*Required action*:
Restate the full set of records exactly, word for word.

*Input records*:
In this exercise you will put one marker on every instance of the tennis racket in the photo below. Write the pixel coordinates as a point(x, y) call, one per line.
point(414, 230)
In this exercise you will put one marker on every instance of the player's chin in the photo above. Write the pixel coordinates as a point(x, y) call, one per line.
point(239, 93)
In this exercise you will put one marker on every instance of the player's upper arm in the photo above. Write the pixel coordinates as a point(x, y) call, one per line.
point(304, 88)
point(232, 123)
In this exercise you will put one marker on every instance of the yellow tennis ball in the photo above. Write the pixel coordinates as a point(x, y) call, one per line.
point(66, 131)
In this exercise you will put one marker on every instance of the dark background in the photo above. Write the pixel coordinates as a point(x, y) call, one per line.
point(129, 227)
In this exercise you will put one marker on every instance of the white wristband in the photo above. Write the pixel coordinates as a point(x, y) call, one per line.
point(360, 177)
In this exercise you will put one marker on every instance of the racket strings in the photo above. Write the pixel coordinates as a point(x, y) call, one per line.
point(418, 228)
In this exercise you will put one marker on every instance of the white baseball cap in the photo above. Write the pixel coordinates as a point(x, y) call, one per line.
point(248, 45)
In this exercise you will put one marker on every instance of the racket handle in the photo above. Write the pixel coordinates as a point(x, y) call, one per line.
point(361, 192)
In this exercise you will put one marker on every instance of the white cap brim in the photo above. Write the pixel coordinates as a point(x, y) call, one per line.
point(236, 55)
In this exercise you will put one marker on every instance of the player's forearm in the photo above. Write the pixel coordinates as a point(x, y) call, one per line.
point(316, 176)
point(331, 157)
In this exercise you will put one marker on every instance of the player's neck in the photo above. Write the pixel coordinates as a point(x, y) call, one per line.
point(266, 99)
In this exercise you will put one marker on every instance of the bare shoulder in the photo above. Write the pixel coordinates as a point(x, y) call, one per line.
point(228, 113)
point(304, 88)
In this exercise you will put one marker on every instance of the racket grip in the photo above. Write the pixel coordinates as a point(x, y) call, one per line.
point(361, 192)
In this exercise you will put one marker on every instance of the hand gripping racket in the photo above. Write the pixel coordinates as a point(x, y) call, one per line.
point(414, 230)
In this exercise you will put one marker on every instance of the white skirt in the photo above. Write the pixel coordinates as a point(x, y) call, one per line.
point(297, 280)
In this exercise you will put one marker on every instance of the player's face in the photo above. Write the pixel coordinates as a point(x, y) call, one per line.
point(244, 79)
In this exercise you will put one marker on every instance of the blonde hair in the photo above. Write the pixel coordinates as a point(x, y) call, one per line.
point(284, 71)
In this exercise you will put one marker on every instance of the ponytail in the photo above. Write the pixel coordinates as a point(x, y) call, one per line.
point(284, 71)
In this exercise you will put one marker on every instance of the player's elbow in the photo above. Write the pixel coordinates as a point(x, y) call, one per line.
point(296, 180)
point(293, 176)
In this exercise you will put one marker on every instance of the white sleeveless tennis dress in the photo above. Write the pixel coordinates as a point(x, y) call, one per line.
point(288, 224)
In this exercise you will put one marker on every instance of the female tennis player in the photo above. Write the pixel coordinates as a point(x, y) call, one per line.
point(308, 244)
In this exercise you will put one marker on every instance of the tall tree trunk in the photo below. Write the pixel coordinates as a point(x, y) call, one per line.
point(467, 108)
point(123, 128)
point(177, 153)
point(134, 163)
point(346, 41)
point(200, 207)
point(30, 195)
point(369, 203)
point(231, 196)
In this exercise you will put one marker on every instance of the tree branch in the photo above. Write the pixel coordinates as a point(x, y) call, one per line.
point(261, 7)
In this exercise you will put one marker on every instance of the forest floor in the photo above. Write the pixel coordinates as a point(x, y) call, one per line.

*Answer space*:
In this exercise you will put one marker on every instance of the tennis racket in the photo below. Write the pixel coordinates as a point(x, y) call, one per line.
point(414, 230)
In this exercise you will put one marker on every instance of the player's chin in the photo above. Write the pixel coordinates as a point(x, y) call, one per line.
point(239, 93)
In this exercise you will put one marker on every instance of the player's upper arm in the photo above. Write the pixel coordinates as a point(x, y) call, one per line.
point(304, 88)
point(232, 123)
In this exercise you will put one marker on every instance of the yellow tennis ball in the photo above. Write the pixel coordinates as a point(x, y) call, one per line.
point(66, 131)
In this exercise you will put one marker on every instance of the dark background in the photo above. Write the pixel coordinates as a point(x, y) call, one per line.
point(129, 227)
In this exercise you will put one marker on every instance of the white wristband in the photo above. Write the pixel coordinates as a point(x, y) call, one per line.
point(360, 177)
In this exercise you will put one marker on every instance of the racket strings in the photo above. Write the pixel coordinates as a point(x, y) call, one per line.
point(418, 228)
In this exercise you will put one marker on every instance of the white baseball cap in the photo above. Write the pixel coordinates as a point(x, y) call, one per line.
point(248, 45)
In this exercise you will put one marker on every instance of the racket handle in the photo above. Write the pixel coordinates as a point(x, y) call, one per line.
point(361, 192)
In this exercise you will put one marker on every instance of the white cap brim in the photo above. Write the pixel coordinates as a point(x, y) call, one per line.
point(236, 55)
In this exercise you will put one marker on every instance of the player's forearm in the photo above. Write the pixel coordinates as a point(x, y) call, one per line.
point(316, 176)
point(331, 157)
In this exercise you will put one marker on every instance of the player's neck in the photo above. Write the pixel coordinates as a point(x, y) call, one per line.
point(266, 99)
In this exercise you will put one marker on every instance of the bare shoulder in the photo above. Write the pixel coordinates as a point(x, y) call, one per line.
point(228, 113)
point(304, 88)
In this exercise you will put one marker on every instance of the racket grip in the photo above. Write the pixel coordinates as a point(x, y) call, one per line.
point(361, 192)
In this exercise you will put one marker on every instance of the hand gripping racket in the photo above. Write the pixel coordinates as a point(x, y) call, one per line.
point(414, 230)
In this exercise you will put one marker on every instance of the white skirt in the photo above. Write the pixel coordinates as a point(x, y) call, one per line.
point(297, 280)
In this exercise you will put one marker on every instance of the player's face in the photo above. Write the pixel coordinates as a point(x, y) call, one per line.
point(244, 79)
In this exercise you will put one marker on every instance of the blonde hair in the photo above. Write the pixel coordinates as a point(x, y) call, one per line.
point(284, 71)
In this exercise you will put one marker on every instance of the ponytail in the photo above. Write the pixel coordinates as a point(x, y) call, one per line.
point(284, 71)
In this exercise you will put one marker on every instance of the player's elbow in the photo above. Write the pixel coordinates as a point(x, y) call, one per line.
point(296, 180)
point(293, 176)
In this exercise you will put one marker on every instance of the white sleeveless tennis dress in the photo above. Write the pixel coordinates as a point(x, y) call, one per line.
point(288, 224)
In this exercise you will put one marker on every instance of the female tennis player in the photo above. Write the pixel coordinates as a point(x, y) call, one per line.
point(308, 244)
In this exercise you will put one marker on every instance of the tall tree trunk in the photo below. Write the pixel coordinates as a point(x, y) call, one per line.
point(467, 108)
point(123, 128)
point(177, 153)
point(134, 163)
point(346, 41)
point(200, 207)
point(30, 195)
point(369, 203)
point(231, 196)
In this exercise you will put one marker on every instance of the tree branch in the photo above. Write the pixel coordinates as a point(x, y) call, one per line.
point(261, 7)
In this exercise you will put one marker on every instance of the forest floor in the photo above. Write the pixel coordinates as a point(x, y) call, one per line.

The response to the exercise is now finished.